[Point localization data]
_____

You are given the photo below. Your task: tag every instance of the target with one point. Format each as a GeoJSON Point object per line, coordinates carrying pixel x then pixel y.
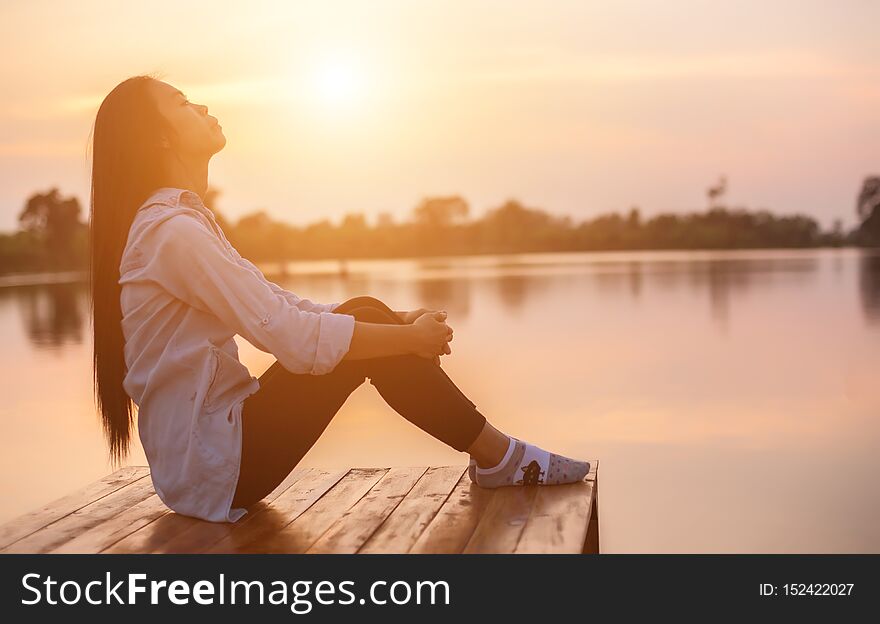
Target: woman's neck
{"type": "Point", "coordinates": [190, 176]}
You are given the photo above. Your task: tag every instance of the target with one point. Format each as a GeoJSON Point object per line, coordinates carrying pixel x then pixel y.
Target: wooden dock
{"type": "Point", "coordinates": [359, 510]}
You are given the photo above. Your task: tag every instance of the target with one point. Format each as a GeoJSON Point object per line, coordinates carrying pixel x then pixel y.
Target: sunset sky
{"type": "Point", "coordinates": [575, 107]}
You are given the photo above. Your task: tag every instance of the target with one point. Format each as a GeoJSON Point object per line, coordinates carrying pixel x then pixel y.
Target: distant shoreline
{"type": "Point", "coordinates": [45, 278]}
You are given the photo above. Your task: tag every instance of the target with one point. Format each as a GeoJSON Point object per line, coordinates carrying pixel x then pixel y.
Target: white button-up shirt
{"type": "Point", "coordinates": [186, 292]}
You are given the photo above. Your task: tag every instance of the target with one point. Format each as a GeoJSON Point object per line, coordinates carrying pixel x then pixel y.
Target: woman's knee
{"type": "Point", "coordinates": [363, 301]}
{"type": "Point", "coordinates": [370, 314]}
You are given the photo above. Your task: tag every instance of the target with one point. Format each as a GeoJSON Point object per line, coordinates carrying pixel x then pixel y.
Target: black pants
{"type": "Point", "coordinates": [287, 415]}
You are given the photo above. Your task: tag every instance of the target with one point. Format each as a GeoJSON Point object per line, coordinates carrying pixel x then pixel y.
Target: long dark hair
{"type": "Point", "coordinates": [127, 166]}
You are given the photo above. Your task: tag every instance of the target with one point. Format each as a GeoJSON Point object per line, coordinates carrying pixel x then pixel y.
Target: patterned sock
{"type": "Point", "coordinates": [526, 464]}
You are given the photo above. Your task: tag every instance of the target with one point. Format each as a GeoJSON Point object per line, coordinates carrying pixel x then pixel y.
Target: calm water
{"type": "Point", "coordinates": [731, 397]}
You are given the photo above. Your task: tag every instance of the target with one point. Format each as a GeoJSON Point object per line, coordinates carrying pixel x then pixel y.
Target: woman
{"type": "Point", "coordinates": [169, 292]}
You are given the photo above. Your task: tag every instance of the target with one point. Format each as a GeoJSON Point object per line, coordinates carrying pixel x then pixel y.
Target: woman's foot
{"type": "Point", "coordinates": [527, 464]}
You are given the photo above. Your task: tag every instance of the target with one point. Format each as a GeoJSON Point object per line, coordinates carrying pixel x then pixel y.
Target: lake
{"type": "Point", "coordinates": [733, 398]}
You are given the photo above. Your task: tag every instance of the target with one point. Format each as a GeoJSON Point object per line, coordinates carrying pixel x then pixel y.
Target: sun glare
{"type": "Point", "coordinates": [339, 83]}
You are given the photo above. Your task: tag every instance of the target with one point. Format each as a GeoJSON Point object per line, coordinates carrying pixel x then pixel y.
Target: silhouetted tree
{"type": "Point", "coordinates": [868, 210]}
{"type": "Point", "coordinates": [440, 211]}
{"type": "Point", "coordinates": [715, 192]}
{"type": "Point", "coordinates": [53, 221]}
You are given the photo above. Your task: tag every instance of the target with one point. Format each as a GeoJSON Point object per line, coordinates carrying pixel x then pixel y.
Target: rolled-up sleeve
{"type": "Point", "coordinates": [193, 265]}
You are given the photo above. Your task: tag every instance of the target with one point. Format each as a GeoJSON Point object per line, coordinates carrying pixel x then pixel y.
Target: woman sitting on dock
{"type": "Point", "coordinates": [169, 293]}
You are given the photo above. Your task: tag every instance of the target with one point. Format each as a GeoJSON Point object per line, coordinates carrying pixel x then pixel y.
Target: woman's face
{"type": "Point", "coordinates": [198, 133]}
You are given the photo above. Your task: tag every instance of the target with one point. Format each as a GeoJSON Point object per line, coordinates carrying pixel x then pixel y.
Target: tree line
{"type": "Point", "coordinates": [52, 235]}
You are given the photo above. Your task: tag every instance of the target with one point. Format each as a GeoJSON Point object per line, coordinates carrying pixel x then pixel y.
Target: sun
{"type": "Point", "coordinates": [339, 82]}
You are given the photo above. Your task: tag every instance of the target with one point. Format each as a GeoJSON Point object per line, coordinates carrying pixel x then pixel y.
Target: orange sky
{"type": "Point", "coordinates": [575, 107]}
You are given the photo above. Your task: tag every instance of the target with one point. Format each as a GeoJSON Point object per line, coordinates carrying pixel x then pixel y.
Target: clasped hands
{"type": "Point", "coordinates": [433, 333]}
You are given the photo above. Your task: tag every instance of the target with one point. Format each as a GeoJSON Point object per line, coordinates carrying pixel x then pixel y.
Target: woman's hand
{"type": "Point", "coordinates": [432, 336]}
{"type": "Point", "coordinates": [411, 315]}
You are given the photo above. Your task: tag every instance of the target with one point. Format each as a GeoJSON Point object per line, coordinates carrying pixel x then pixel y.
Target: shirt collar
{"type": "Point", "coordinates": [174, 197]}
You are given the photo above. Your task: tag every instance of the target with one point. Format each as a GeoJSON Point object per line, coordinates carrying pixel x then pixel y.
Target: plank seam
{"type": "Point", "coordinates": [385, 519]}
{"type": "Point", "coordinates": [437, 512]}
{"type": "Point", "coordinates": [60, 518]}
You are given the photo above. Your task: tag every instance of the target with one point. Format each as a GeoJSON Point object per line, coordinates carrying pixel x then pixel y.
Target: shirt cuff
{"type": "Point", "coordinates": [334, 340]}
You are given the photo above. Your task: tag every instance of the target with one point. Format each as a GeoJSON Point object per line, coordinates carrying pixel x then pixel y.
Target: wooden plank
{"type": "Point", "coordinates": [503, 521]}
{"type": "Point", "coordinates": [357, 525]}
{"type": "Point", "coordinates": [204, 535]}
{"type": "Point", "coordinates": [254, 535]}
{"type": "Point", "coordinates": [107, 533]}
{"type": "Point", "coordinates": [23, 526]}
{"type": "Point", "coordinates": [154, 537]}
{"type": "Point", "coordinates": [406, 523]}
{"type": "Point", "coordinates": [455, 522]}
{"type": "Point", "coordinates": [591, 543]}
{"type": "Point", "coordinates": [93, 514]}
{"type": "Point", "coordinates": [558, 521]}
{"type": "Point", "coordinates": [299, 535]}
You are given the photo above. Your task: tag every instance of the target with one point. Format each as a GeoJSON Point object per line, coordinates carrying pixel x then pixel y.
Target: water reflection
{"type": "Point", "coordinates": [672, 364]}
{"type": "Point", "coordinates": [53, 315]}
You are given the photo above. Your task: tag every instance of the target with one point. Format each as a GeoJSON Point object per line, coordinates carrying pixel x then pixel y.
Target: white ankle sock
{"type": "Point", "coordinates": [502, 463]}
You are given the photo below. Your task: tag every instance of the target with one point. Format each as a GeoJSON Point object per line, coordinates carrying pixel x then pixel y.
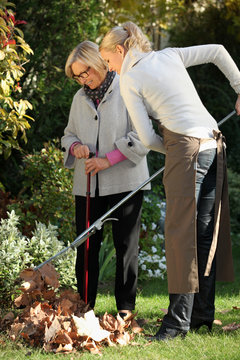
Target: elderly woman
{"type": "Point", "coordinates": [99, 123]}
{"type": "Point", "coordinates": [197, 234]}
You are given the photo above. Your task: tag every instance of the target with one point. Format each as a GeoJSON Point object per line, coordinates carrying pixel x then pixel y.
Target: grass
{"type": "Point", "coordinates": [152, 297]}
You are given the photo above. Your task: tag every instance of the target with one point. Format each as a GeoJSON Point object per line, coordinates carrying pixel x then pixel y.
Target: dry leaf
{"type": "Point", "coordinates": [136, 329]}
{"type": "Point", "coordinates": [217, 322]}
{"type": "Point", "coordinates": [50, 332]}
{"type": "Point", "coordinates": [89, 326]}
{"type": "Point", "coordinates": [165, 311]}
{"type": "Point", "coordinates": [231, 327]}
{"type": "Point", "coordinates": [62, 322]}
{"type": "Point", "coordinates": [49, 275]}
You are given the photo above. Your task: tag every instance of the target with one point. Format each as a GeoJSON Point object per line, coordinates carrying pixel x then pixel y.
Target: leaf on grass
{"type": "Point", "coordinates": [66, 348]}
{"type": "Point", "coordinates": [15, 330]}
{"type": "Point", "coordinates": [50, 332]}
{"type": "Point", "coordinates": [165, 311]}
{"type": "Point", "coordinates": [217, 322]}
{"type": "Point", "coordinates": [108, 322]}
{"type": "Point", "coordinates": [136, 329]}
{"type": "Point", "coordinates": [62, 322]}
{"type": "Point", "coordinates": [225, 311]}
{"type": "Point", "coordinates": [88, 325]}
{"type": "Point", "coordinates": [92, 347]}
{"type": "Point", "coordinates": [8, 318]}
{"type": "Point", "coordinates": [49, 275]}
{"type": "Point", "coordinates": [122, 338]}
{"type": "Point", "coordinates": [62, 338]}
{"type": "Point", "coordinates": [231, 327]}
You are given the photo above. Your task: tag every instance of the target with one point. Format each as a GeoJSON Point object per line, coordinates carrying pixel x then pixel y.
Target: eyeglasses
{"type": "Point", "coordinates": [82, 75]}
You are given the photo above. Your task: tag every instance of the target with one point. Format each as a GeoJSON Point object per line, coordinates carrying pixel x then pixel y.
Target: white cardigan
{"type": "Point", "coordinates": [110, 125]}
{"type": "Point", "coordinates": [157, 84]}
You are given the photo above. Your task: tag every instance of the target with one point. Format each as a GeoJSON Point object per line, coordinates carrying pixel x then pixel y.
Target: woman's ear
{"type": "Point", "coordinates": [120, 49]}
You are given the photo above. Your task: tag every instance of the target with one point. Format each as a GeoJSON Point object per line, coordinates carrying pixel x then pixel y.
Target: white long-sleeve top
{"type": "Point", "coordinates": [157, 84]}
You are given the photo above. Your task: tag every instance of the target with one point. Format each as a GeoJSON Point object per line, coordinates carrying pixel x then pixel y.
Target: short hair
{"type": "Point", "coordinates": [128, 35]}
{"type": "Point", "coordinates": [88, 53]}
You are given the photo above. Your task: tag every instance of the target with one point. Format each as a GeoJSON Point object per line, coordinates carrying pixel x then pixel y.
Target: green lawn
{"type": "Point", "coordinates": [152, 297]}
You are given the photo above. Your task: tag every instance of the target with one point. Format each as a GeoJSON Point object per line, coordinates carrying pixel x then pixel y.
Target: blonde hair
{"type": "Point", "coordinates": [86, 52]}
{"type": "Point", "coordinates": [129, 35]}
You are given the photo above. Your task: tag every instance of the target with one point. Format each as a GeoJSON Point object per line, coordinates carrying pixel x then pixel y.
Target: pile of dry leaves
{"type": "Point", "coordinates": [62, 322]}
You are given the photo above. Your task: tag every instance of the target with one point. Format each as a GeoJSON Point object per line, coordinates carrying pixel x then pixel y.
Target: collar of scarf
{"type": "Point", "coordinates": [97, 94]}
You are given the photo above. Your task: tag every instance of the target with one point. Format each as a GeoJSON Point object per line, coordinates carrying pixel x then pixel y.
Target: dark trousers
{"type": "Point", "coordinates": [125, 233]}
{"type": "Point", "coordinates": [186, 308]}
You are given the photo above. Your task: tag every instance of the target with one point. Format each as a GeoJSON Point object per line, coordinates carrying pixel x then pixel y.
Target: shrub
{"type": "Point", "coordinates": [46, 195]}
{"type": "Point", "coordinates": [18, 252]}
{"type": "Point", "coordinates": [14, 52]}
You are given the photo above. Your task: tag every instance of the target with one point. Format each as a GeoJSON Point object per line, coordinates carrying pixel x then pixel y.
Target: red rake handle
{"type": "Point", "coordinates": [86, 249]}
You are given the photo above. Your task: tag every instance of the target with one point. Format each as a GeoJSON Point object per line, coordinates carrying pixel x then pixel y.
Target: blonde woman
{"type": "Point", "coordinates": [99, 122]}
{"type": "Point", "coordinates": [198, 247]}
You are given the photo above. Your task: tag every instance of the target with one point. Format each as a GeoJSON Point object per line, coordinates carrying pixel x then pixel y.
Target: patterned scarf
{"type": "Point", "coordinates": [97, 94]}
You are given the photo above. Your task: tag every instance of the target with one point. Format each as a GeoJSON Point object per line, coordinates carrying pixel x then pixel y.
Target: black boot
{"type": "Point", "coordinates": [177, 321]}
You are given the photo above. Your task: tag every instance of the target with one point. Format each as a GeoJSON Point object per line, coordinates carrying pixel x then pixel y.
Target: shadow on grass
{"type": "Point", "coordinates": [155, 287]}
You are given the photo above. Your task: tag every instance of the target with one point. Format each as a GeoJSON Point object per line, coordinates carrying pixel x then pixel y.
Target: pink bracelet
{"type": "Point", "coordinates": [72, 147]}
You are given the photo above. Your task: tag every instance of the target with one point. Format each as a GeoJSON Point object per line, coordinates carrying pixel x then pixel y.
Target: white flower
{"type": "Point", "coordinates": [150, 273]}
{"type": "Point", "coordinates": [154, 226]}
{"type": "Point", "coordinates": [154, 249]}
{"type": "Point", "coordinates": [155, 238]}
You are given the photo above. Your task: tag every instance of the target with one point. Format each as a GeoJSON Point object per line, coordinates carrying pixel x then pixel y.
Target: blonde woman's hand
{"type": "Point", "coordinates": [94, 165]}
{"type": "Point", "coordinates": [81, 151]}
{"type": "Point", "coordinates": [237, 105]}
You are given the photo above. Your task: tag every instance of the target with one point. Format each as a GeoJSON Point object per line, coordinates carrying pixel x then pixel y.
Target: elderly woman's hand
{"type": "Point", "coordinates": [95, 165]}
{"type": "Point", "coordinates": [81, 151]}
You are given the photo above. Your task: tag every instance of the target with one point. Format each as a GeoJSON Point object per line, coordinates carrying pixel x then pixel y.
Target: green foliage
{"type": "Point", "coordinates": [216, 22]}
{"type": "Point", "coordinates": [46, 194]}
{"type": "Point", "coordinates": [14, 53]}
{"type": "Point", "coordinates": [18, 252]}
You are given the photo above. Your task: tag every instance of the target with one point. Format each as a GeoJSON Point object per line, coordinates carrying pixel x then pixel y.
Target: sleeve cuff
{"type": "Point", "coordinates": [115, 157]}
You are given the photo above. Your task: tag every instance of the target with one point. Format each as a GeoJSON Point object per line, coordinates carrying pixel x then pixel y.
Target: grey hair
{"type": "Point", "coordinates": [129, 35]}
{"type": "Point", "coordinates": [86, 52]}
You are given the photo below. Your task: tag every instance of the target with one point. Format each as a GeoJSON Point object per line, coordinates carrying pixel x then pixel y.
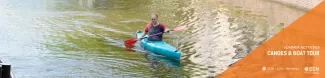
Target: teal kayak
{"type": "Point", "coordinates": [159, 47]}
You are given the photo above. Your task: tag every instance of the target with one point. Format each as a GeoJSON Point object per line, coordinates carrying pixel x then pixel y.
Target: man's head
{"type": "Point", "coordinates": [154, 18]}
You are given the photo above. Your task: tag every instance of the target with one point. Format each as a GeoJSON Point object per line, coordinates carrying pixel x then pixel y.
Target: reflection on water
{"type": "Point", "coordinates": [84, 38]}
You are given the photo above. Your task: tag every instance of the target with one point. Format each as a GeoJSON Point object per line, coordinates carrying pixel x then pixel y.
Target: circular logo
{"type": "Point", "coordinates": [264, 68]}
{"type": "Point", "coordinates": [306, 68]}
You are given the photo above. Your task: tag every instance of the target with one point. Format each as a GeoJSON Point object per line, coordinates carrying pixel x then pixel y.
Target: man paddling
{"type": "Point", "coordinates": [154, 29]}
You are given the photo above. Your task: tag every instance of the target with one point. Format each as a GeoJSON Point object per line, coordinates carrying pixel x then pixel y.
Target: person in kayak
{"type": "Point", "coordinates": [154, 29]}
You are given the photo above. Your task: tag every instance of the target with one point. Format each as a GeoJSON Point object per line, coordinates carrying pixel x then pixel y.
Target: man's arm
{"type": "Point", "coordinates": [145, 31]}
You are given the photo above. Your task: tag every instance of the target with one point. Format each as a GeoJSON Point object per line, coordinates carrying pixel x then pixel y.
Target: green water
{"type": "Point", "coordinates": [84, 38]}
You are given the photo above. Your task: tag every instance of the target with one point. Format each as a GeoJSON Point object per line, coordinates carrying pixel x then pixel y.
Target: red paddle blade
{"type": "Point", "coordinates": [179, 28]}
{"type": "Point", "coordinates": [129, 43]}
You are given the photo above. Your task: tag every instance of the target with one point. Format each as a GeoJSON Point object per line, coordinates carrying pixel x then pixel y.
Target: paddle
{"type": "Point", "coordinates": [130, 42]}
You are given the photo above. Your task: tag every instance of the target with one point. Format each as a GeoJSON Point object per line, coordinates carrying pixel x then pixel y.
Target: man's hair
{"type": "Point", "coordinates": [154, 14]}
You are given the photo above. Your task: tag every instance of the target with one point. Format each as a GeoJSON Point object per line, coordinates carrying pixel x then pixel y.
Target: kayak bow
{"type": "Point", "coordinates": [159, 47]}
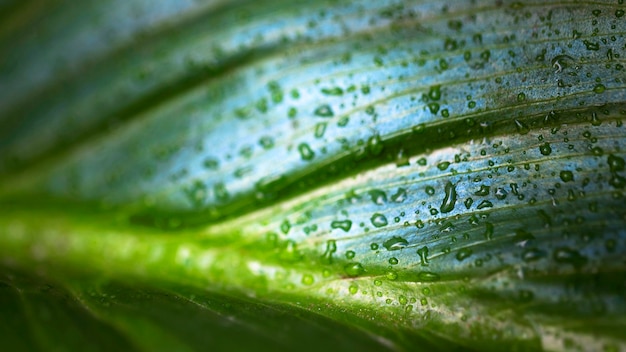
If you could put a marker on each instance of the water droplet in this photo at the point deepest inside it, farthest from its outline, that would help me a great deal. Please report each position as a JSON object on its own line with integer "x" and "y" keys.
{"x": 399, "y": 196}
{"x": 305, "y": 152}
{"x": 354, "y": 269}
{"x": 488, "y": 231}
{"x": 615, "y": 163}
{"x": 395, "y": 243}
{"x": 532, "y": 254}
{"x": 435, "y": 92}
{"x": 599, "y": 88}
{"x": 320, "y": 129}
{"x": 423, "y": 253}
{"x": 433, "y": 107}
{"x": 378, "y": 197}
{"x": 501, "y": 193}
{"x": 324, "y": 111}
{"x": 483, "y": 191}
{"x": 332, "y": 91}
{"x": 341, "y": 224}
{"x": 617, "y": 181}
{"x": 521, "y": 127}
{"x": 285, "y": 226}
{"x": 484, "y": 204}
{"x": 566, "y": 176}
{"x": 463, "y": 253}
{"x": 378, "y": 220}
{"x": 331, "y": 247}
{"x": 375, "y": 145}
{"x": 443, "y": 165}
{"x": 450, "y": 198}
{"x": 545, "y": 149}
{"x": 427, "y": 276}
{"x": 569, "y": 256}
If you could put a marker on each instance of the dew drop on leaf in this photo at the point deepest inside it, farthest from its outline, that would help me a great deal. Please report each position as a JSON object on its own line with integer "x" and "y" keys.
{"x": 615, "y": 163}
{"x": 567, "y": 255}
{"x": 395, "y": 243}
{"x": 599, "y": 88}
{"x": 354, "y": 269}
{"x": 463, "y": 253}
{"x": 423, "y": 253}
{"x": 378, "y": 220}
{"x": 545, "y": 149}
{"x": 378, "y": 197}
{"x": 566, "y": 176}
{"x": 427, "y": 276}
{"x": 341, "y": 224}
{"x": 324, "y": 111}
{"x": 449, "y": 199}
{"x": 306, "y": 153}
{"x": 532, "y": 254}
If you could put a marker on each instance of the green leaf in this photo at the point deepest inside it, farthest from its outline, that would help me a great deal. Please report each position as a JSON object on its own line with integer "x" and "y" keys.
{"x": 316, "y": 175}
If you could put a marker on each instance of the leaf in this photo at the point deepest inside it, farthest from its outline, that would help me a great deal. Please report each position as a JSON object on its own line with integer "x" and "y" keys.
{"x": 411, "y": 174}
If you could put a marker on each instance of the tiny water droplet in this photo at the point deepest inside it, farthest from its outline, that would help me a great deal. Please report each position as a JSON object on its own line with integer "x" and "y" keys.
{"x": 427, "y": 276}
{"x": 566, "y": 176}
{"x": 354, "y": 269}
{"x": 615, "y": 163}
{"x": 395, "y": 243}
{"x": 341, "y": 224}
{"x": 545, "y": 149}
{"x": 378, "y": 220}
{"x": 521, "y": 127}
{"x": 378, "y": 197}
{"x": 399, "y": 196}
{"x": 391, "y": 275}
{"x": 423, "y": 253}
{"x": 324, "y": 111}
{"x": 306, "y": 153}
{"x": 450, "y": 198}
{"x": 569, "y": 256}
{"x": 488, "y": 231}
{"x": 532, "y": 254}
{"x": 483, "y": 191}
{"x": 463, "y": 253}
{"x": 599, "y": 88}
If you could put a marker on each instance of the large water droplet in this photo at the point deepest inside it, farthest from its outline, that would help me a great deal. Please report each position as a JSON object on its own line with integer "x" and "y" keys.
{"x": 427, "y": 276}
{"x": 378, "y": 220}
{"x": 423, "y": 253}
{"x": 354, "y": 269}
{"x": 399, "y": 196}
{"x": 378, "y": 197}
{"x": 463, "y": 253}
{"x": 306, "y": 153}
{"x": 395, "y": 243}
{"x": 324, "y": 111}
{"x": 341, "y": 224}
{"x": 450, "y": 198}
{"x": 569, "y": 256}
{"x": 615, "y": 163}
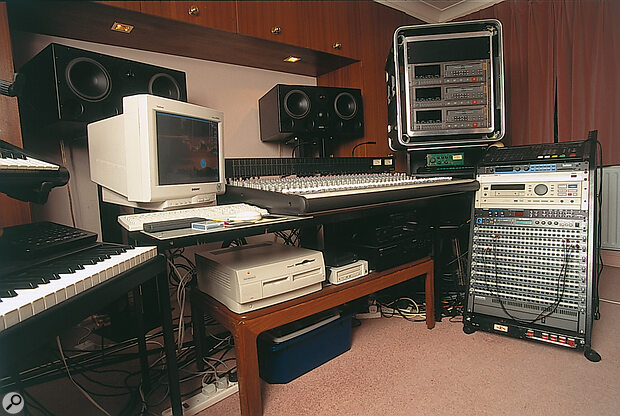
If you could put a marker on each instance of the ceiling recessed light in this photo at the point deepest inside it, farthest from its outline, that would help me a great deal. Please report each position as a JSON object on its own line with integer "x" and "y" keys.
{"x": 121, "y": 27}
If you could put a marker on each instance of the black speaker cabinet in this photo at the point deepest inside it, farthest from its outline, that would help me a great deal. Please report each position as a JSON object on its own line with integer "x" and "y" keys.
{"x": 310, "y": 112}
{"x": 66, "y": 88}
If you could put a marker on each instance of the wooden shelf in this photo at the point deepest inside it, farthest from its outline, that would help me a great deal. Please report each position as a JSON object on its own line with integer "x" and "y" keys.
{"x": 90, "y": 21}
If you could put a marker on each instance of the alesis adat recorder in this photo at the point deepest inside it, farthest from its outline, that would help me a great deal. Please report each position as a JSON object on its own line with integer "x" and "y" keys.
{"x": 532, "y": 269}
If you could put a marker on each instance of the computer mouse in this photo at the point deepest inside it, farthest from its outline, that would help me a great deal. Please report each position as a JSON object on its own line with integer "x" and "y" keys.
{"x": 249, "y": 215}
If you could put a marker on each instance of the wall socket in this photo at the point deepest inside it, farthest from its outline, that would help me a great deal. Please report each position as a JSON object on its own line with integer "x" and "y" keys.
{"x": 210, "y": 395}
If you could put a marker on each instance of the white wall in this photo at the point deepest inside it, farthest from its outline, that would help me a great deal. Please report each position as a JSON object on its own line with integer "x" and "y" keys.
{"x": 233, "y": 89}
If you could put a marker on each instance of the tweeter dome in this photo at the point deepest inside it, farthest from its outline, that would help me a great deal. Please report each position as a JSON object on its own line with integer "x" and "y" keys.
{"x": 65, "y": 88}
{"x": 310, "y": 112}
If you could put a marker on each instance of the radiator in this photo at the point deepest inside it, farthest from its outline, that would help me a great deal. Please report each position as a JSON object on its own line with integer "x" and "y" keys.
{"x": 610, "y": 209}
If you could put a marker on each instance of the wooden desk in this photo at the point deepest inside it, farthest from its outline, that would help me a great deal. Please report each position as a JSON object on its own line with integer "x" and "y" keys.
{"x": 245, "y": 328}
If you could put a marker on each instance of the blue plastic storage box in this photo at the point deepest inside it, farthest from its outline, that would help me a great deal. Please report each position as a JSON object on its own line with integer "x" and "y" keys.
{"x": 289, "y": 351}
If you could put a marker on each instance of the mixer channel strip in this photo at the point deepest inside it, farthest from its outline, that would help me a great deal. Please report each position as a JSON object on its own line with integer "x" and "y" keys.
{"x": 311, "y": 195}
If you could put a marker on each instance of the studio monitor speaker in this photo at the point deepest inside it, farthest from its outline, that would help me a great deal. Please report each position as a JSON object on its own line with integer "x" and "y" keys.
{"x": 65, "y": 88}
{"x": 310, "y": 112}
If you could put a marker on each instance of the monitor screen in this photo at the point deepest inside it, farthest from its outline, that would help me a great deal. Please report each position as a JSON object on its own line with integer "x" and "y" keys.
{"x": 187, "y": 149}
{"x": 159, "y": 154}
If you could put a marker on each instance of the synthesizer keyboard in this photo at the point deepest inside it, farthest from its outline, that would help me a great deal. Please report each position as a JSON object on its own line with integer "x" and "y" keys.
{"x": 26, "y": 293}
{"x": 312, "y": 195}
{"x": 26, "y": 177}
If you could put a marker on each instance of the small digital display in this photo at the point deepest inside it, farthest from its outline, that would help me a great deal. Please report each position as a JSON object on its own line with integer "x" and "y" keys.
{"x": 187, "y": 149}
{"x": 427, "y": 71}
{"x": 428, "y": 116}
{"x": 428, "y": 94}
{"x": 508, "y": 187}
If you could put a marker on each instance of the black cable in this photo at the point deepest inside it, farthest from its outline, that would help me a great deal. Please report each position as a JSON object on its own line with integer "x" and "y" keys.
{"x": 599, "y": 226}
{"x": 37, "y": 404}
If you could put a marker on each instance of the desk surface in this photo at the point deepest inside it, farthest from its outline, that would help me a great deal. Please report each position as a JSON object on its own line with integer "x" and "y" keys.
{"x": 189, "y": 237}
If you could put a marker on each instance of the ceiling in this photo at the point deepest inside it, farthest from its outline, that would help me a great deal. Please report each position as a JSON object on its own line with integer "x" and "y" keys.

_____

*YOUR TASK:* Only one stretch of the data is wanted: the lines from the one with "of the desk" through the last, repeated exactly.

*RESPONSE BOX:*
If you could put a marker on each instance of the desk surface in this photo at the point deepest inside it, farthest from its outline, that would help me a great deal. Please report each position as a JSON object on its own line with integer "x" and "y" keys.
{"x": 189, "y": 237}
If you could put a marker on each instance of the ceiling in this photo at the point deepest inside it, farthest from its outline, that would help me a great deal. Please report each position as a JSON object on its own line with integer "x" and "y" keys.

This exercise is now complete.